Problem description> From the line containing "Query: rock outcrop" onward, every line of the entries is to be set down exactly, the last line included.

Excerpted data>
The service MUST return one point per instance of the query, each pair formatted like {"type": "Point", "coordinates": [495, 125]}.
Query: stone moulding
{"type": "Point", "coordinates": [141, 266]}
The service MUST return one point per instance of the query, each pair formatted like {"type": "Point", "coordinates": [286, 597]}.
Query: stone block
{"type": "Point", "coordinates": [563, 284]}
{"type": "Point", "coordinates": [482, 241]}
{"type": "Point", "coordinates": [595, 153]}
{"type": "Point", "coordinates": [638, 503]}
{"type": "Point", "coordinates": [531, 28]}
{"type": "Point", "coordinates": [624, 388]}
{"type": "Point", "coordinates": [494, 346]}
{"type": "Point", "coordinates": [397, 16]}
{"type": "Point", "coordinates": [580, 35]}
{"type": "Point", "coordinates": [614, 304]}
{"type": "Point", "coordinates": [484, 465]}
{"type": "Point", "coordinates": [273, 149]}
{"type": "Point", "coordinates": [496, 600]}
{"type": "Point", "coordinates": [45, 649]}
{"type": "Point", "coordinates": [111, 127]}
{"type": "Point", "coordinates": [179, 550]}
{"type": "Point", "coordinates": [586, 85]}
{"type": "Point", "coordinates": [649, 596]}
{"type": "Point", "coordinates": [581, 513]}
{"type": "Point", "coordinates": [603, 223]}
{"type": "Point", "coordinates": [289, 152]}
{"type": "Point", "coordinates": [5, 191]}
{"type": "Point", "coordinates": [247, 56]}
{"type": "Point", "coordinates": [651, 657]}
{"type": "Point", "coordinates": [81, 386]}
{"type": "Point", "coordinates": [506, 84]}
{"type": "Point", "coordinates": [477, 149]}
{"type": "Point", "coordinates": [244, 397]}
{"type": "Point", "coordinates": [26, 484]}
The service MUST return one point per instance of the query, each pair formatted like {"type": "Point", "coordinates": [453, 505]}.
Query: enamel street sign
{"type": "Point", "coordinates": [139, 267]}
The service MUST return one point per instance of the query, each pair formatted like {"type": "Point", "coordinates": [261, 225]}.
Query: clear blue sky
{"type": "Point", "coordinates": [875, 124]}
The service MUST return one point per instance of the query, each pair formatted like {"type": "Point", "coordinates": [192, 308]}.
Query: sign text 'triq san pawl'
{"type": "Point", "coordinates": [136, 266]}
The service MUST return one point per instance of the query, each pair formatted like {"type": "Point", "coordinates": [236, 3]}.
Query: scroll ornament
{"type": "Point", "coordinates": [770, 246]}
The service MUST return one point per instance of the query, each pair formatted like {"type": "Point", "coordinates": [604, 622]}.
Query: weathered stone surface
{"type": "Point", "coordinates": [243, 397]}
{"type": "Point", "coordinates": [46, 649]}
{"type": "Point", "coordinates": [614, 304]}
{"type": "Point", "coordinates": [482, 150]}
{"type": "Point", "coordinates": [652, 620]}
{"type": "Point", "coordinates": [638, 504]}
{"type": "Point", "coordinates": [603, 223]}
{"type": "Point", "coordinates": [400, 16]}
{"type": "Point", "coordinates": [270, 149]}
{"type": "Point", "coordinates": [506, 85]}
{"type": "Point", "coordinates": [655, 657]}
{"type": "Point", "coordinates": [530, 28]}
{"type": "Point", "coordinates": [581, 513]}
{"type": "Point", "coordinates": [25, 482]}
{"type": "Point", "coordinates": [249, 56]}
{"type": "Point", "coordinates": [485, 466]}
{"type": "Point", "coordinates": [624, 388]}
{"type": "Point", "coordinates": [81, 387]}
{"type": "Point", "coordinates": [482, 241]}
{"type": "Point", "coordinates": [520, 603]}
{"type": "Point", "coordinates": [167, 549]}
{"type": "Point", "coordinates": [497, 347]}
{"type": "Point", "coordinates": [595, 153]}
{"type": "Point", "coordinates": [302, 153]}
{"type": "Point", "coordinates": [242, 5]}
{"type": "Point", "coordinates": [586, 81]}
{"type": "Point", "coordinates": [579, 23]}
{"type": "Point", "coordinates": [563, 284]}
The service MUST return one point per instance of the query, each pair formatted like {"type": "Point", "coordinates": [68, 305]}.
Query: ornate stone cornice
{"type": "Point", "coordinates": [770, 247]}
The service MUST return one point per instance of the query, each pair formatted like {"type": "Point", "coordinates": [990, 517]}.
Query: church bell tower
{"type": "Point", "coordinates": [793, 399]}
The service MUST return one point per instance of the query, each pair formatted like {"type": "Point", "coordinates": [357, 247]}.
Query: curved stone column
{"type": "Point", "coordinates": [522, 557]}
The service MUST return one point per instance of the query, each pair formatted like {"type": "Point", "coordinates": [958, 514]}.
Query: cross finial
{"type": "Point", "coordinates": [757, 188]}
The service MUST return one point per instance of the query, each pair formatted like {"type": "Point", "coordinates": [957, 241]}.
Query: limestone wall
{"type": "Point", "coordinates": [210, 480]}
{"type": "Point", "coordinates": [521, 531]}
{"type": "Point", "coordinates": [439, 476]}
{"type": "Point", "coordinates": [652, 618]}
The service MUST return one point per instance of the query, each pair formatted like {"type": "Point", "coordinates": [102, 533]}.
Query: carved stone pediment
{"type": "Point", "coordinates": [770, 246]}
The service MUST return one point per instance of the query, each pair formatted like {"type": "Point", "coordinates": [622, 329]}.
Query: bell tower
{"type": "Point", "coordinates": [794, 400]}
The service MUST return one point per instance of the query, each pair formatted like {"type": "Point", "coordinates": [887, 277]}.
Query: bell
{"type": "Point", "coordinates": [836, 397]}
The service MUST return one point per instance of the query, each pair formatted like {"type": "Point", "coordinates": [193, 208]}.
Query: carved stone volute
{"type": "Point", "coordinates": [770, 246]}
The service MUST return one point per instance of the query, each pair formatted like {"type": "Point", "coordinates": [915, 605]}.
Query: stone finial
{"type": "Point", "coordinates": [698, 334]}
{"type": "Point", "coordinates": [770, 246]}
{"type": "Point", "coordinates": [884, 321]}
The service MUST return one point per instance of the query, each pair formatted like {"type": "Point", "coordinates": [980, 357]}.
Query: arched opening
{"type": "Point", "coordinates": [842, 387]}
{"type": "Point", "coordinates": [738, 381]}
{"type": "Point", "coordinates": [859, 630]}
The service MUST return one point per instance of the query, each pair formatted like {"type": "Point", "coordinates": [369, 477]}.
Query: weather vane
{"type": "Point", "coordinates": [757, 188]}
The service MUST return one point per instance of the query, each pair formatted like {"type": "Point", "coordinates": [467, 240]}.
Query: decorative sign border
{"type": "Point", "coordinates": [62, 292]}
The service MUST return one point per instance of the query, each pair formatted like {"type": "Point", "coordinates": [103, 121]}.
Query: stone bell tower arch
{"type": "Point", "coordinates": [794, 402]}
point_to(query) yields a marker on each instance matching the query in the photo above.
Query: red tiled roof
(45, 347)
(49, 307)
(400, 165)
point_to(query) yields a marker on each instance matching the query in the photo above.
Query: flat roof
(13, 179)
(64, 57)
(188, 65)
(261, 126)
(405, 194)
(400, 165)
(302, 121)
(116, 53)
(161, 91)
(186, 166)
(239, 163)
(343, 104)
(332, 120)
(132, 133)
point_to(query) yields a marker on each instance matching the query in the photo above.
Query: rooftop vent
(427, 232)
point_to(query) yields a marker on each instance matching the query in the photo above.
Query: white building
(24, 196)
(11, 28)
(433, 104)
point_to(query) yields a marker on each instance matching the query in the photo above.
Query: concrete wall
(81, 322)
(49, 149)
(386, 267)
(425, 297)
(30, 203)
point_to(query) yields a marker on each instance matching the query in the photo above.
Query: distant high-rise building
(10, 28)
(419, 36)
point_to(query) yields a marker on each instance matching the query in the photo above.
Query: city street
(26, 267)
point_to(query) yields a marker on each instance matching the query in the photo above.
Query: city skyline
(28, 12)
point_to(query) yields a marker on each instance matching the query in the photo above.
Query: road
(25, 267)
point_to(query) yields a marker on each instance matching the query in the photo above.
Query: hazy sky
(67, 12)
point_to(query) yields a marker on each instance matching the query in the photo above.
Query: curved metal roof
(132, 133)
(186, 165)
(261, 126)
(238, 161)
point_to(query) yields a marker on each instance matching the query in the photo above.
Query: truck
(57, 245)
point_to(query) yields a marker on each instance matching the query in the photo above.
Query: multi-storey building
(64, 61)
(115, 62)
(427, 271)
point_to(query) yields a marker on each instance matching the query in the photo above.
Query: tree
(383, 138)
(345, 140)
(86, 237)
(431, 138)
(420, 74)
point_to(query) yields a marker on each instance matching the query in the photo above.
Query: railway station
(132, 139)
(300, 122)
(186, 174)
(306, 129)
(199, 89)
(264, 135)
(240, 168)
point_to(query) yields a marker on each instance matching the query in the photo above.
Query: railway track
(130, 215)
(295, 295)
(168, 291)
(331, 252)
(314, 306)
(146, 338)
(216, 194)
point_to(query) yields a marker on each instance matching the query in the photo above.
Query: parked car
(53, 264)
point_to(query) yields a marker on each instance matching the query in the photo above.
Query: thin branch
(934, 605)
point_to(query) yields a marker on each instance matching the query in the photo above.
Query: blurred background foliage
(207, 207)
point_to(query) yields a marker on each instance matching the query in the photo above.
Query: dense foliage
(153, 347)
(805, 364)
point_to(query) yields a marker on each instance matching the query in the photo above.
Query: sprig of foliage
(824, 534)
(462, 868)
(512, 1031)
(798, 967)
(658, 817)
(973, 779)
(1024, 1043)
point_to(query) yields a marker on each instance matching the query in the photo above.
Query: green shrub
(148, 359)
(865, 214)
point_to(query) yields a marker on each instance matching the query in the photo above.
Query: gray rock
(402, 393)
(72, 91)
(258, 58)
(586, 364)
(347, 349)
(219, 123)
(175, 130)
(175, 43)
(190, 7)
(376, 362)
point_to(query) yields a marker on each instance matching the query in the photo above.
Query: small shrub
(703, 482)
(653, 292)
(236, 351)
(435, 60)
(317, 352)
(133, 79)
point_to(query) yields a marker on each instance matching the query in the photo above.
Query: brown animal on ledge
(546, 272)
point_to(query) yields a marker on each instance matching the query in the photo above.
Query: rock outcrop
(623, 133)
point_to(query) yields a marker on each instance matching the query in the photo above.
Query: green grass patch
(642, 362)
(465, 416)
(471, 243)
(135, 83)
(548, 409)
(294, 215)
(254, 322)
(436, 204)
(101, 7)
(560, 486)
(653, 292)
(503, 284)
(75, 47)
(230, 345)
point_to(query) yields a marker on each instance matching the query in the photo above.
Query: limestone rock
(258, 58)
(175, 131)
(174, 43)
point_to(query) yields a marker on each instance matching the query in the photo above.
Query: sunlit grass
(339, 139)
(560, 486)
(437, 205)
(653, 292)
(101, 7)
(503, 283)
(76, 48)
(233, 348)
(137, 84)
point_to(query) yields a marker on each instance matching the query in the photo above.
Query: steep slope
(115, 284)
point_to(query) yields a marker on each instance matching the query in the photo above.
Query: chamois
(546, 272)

Written answer>
Query: rock outcrop
(623, 133)
point_to(query) yields a marker on each instance matching the query in the photo above.
Query: green grass patch
(642, 362)
(465, 416)
(471, 243)
(135, 83)
(548, 409)
(294, 215)
(254, 322)
(436, 204)
(101, 7)
(560, 486)
(653, 292)
(503, 284)
(75, 47)
(230, 345)
point_to(query) yields a marker on each instance matching the query in the photo above.
Query: limestone rock
(258, 58)
(175, 131)
(174, 43)
point_to(query) yields a marker on each instance matching the query in the photo above.
Query: sunlit grass
(339, 139)
(560, 486)
(437, 205)
(653, 292)
(101, 7)
(503, 283)
(76, 48)
(233, 348)
(137, 84)
point_to(query) yields a marker on each instance matching the query in the photo above.
Query: steep slope
(115, 284)
point_to(query) yields a marker on each instance matching the query in the photo above.
Query: chamois
(546, 272)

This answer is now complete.